* _WORK TO DO_
1. Answer these about the Weight of Evidence text, marking each answer (a), (b) or (c):
(a) What WoE score does application 4 have in the final encoded dataset?
(b) Which employment status has a Final WoE of -7.601, and how is it interpreted?
(c) Which models does the text say prefer features with a linear or monotonic relationship to the log-odds of the target?
2. In the Weight of Evidence text, restate the paragraph beginning "A **monotonic relationship** means" more briefly, keeping its main facts.
3. Carry on the Weight of Evidence text from the point where it stops.

* _PAGE TEXT_
==============================

Final Encoded Dataset

Now, replacing `EmploymentStatus` with WoE scores:

| ApplicationID | EmploymentStatus (WoE) | LoanOutcome |
|:-------------:|:----------------------:|:-----------:|
| 1             | +1.098                 | Good        |
| 2             | -7.601                 | Bad         |
| 3             | +1.098                 | Bad         |
| 4             | 0.000                  | Good        |
| 5             | +1.098                 | Good        |
| 6             | -7.601                 | Bad         |
| 7             | 0.000                  | Bad         |
| 8             | +1.098                 | Good        |



###  Monotonic Relationship in Weight of Evidence (WoE)

One of the **biggest advantages** of **WoE encoding** is that it creates (or enforces) a **monotonic relationship** between the encoded feature and the **target variable** (usually "Good" vs. "Bad").  

---

####  What does monotonic mean here?

A **monotonic relationship** means that as the **WoE value increases**, the probability of the target being "Good" (or "Bad") moves in **one consistent direction** — it either always increases or always decreases, but never switches back and forth.

- If **WoE increases → Probability of Good increases** (positive monotonicity).  
- If **WoE decreases → Probability of Good decreases** (negative monotonicity).  

This ensures that the model learns a **clean, ordered relationship** between categories and the outcome.

---

####  Example (from our dataset)

Final WoE scores for `EmploymentStatus`:

| EmploymentStatus | Final WoE | Interpretation     |
|------------------|-----------|--------------------|
| Employed         | +1.098    | Lower Risk (more Good) |
| Student          | 0.000     | Neutral            |
| Unemployed       | -7.601    | Very High Risk (more Bad) |

We can observe the monotonic pattern:

- **Unemployed (-7.601)** → Strongly associated with **Bad** outcomes.  
- **Student (0.000)** → Balanced / neutral.  
- **Employed (+1.098)** → Strongly associated with **Good** outcomes.  

As WoE **increases from -7.601 → 0.000 → +1.098**, the likelihood of "Good" outcomes also **increases monotonically**.  

---

####  Why is this useful?

1. **Model Stability**: Logistic regression and credit risk models prefer features that have a **linear / monotonic relationship** with the log-odds of the target. WoE encoding directly provides this.  
2. **Interpretability**: You can interpret categories in terms of risk. A higher WoE always means "less risky" (or more Good), which makes sense to domain experts.

==============================

* _DATA ENTRIES_
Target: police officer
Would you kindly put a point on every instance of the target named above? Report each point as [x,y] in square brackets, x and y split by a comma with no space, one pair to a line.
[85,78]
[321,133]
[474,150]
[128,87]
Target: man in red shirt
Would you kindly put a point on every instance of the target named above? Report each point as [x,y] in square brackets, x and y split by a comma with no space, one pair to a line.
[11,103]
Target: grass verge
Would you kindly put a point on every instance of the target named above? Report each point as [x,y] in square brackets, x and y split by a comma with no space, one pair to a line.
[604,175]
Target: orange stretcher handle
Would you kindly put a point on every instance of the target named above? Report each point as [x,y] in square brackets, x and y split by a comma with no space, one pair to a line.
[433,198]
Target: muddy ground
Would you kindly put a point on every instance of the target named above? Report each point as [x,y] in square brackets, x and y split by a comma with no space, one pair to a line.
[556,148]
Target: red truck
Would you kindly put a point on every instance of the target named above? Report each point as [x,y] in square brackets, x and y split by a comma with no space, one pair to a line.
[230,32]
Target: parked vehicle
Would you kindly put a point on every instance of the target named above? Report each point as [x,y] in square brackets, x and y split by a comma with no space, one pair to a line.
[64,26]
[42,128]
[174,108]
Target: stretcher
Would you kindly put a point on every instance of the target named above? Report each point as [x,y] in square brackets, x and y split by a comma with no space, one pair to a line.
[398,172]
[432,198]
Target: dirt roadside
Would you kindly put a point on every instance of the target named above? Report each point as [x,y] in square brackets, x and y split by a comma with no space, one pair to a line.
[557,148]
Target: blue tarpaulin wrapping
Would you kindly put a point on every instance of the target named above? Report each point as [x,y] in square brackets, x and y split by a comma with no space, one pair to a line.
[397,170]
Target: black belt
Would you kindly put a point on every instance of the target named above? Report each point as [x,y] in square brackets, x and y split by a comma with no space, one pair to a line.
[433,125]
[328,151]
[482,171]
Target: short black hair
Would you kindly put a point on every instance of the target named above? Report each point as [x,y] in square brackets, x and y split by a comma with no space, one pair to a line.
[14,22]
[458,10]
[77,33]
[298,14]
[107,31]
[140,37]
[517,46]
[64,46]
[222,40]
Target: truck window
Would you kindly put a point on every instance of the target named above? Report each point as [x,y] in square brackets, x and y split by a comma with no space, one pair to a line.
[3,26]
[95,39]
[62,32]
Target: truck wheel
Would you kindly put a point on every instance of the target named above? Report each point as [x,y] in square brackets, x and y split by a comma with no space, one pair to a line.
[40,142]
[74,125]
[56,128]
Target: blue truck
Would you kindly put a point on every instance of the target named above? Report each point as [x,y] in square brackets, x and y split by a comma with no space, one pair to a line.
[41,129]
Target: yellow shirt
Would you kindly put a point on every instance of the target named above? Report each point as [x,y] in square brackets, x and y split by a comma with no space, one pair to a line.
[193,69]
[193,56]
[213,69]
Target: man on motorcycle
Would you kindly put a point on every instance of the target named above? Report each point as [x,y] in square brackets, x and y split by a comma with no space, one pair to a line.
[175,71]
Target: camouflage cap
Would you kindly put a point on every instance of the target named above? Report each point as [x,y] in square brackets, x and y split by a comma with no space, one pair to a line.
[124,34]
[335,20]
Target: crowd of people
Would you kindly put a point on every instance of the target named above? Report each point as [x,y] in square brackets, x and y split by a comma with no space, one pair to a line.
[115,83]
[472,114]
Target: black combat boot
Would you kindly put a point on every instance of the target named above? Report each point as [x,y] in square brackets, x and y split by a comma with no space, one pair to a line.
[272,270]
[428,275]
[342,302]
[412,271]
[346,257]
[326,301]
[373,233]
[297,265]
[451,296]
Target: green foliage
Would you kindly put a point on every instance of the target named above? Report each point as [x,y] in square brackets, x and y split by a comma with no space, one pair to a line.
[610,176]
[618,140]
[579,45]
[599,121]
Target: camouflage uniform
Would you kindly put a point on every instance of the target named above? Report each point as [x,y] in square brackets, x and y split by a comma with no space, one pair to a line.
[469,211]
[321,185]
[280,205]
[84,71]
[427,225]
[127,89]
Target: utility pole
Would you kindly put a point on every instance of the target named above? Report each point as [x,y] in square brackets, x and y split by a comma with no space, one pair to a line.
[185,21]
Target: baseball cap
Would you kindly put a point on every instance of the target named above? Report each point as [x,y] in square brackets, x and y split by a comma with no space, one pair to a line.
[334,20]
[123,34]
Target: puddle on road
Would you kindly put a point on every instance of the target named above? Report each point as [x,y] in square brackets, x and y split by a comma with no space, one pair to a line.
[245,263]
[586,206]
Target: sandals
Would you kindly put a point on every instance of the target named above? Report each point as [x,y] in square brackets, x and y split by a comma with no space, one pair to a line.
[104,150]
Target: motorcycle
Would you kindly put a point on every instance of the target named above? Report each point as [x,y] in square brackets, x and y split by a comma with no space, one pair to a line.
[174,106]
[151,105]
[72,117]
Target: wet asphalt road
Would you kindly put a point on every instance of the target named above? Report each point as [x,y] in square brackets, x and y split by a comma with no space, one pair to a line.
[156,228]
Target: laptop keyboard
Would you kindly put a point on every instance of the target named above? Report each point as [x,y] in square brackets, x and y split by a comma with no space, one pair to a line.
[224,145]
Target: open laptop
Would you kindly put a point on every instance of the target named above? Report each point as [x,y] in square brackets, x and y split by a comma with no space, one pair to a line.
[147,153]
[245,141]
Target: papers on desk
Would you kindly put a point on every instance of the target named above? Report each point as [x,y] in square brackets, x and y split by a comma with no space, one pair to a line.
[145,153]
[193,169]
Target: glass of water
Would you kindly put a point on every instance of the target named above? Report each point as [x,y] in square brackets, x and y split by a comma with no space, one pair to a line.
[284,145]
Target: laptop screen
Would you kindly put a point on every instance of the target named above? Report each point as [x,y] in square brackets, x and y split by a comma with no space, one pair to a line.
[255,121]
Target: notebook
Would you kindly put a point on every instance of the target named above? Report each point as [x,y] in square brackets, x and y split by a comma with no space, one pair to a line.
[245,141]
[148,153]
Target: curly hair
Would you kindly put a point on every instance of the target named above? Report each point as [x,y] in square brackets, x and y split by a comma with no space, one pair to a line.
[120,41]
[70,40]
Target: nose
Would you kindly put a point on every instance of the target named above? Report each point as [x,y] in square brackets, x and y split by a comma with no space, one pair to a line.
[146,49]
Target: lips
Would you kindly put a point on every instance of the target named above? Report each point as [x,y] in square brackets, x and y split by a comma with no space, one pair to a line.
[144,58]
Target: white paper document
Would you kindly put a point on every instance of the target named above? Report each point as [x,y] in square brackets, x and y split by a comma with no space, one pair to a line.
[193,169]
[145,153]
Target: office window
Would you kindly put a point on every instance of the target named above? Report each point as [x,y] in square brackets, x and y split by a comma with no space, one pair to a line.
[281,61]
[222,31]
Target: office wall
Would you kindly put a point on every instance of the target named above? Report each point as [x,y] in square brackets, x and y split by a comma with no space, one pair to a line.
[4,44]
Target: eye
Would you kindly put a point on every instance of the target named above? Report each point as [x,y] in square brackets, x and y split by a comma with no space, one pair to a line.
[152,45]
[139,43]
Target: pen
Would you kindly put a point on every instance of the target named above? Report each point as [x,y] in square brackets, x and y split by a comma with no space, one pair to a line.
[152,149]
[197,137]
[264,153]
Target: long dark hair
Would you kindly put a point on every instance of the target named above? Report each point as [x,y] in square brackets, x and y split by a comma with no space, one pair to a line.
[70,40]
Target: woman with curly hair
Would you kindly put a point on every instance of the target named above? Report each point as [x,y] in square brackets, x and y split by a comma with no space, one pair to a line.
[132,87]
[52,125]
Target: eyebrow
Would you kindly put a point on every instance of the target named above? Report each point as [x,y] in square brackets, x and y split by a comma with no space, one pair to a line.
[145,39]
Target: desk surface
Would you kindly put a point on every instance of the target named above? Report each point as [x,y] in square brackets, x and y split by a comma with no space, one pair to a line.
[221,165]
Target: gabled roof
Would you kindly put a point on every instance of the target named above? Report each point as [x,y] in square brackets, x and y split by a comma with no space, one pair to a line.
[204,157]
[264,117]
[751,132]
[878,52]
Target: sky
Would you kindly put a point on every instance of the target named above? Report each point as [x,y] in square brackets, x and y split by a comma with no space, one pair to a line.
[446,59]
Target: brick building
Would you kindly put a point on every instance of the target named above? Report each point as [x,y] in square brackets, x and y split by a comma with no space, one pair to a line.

==============================

* _SOLVED TASKS_
1.
(a) 0.000
(b) Unemployed, interpreted as Very High Risk (more Bad).
(c) Logistic regression and credit risk models.

2. In a monotonic relationship, as the WoE value rises, the probability of a "Good" (or "Bad") target moves in one consistent direction. It either always increases or always decreases and never switches back and forth.

3.
3. **Avoids Overfitting**: Unlike one-hot encoding, WoE summarizes categories into an ordered numeric scale, reducing model complexity.  

---

 **In simple terms:**  
WoE transforms messy categories into numbers that line up nicely with the target variable, so the model sees a clean "increasing or decreasing" pattern.  


####  Advantages
1. **Monotonic Relationship**  
   - Ensures a clear, ordered relationship between categories and the target variable.  
   - Very useful for logistic regression and credit risk models.  

2. **Interpretability**  
   - Easy to explain to domain experts (e.g., higher WoE = lower risk).  
   - Values directly relate to "risk" or "likelihood" of an event.  

3. **Handles Categorical Variables Well**  
   - Converts categories into continuous numeric values, reducing dimensionality compared to one-hot encoding.  

4. **Stability**  
   - More stable than raw categories when applied to datasets with many categories.  

---

####  Disadvantages
1. **Requires a Binary Target**  
   - Works best only in **binary classification problems** (e.g., Good vs. Bad).  
   - Not directly suitable for regression or multi-class classification.  

2. **Dependent on Target Information**  
   - WoE uses the target variable for encoding, so it must be applied **after train-test split** to avoid data leakage.  

3. **Handling of Zero Frequencies**  
   - If a category has **0 Good or 0 Bad outcomes**, WoE becomes undefined (`ln(0)` issue).  
   - Requires smoothing (e.g., replacing 0 with 0.001).  

4. **Not Always Generalizable**  
   - WoE encoding may overfit if calculated on small datasets or categories with very few observations.  

---

####  Use Cases
1. **Credit Risk Modeling**  
   - Widely used in banking to score customers (Good = repays loan, Bad = defaults).  

2. **Fraud Detection**  
   - Helps quantify the likelihood of fraud based on categorical attributes.  

3. **Insurance Risk Assessment**  
   - Used to assess customer claim risks based on categorical factors (e.g., job type, region).  

4. **Any Binary Classification Task**  
   - When interpretability and monotonic relationships are desired.  

---

In [1959]:
import pandas as pd
import category_encoders as ce

# Example dataset
data = {
    'Feature': ['A', 'B', 'A', 'C', 'B', 'A', 'C', 'B', 'A', 'C'],
    'Target': [1, 0, 0, 1, 1, 0, 1, 0, 1, 0]
}
df = pd.DataFrame(data)

# Define the features and target
X = df[['Feature']]
y = df['Target']

# Initialize and fit the TargetEncoder
encoder = ce.WOEEncoder(cols=['Feature'])
X_encoded = encoder.fit_transform(X, y)

# Display the original and encoded data
df['Feature_Encoded'] = X_encoded
print(df)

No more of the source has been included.